- SUPPLIED DATA -

........

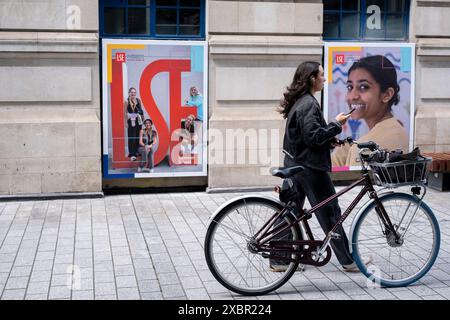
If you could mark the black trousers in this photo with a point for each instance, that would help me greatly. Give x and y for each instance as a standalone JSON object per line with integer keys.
{"x": 133, "y": 140}
{"x": 317, "y": 186}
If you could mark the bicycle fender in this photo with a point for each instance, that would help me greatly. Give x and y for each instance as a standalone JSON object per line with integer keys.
{"x": 359, "y": 213}
{"x": 239, "y": 198}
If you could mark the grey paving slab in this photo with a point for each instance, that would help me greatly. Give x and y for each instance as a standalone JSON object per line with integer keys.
{"x": 151, "y": 247}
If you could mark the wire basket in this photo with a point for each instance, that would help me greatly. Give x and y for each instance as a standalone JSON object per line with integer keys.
{"x": 402, "y": 173}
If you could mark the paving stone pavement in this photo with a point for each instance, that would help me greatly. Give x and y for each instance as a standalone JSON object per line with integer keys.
{"x": 150, "y": 246}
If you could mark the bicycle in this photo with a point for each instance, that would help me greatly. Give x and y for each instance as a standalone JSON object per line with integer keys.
{"x": 399, "y": 230}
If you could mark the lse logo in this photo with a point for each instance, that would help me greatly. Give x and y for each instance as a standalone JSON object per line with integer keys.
{"x": 121, "y": 57}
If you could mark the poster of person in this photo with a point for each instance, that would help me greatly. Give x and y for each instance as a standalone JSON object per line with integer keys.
{"x": 375, "y": 82}
{"x": 154, "y": 108}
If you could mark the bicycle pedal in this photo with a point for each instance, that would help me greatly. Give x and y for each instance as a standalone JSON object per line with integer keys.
{"x": 335, "y": 236}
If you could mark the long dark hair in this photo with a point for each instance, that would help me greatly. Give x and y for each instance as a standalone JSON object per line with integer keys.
{"x": 384, "y": 73}
{"x": 301, "y": 84}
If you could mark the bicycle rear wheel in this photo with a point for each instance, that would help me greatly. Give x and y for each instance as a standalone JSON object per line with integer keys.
{"x": 397, "y": 263}
{"x": 228, "y": 252}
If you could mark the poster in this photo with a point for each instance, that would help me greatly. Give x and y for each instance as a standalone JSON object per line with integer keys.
{"x": 154, "y": 108}
{"x": 376, "y": 81}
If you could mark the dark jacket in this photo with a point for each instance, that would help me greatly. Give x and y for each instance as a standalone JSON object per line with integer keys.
{"x": 307, "y": 136}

........

- TASK STATEMENT -
Rewrite all of the records above, changing every "that would help me greatly" to "it would be a big help" and keeping everything else the same. Do not include the pictures.

- THE ANSWER -
If you could mark the black trousers in this photo with a point for each instance, it would be a big help. Give x and y for each instance as a standalone JSON object per line with integer keys.
{"x": 133, "y": 140}
{"x": 317, "y": 186}
If you could mark the bicycle fender in this photo with a point for each instance, it would be a big help. Give x and y for each instance as a standalone JSON object per line with integer keys.
{"x": 359, "y": 213}
{"x": 239, "y": 198}
If you could mark the grey paving slab in this photo with a point for each instance, it would be a big help. Give x and y for each instance as a standalone JSON object per line with integer keys.
{"x": 151, "y": 247}
If you could mark the wire basket in this photo with a point for each instance, it would be a big help. Give x and y for each instance as a standalone JSON object per line with integer keys.
{"x": 402, "y": 173}
If you could mark the paving stone pavement in this photo with a point for each instance, it would be a big help. Give x and y for each instance as a standalone JSON object per line with integer keys.
{"x": 150, "y": 246}
If you could mark the bicycle in this photo with a point for each instance, it would be a big help. Give x and y for each instance as a standalone JSON object per line with integer keys.
{"x": 399, "y": 230}
If you could mark the lse logo in this photo with a point for each instance, it would be a big help. Give x and y for each instance as a standalone JSON object per line with integer keys.
{"x": 121, "y": 57}
If you could mark the poster of person in this photo with a point for each instance, it would be a big help. Give x and y for each instance as a standalone JSON object per line with integer keys.
{"x": 375, "y": 82}
{"x": 154, "y": 108}
If you could mark the bicycle pedal in this photo with a point for each instance, it would be a big help. Give x and y for each instance as a standalone JSON object per line with integer keys.
{"x": 335, "y": 236}
If you could mark the long dark hair in this photo with a point for each instance, it would be a big help. Give x and y for each instance as a standalone JSON object per line with integer keys.
{"x": 384, "y": 73}
{"x": 301, "y": 84}
If you could mark the bicycle rear wheel in this photo with a point for each instance, it would be a big help. Give x and y for each instance as a standalone JSON object per line with integer keys.
{"x": 397, "y": 263}
{"x": 228, "y": 252}
If you could mark the poster in this photo with a point for each instance, it would be a big help. Give x and y for each instance as a standalone JSON object per line with integer keys.
{"x": 154, "y": 108}
{"x": 376, "y": 81}
If you could mark the dark jacket in this photo with a point for each instance, it would be a big help. Give x and y for each instance as a standalone JSON object per line with integer keys.
{"x": 307, "y": 136}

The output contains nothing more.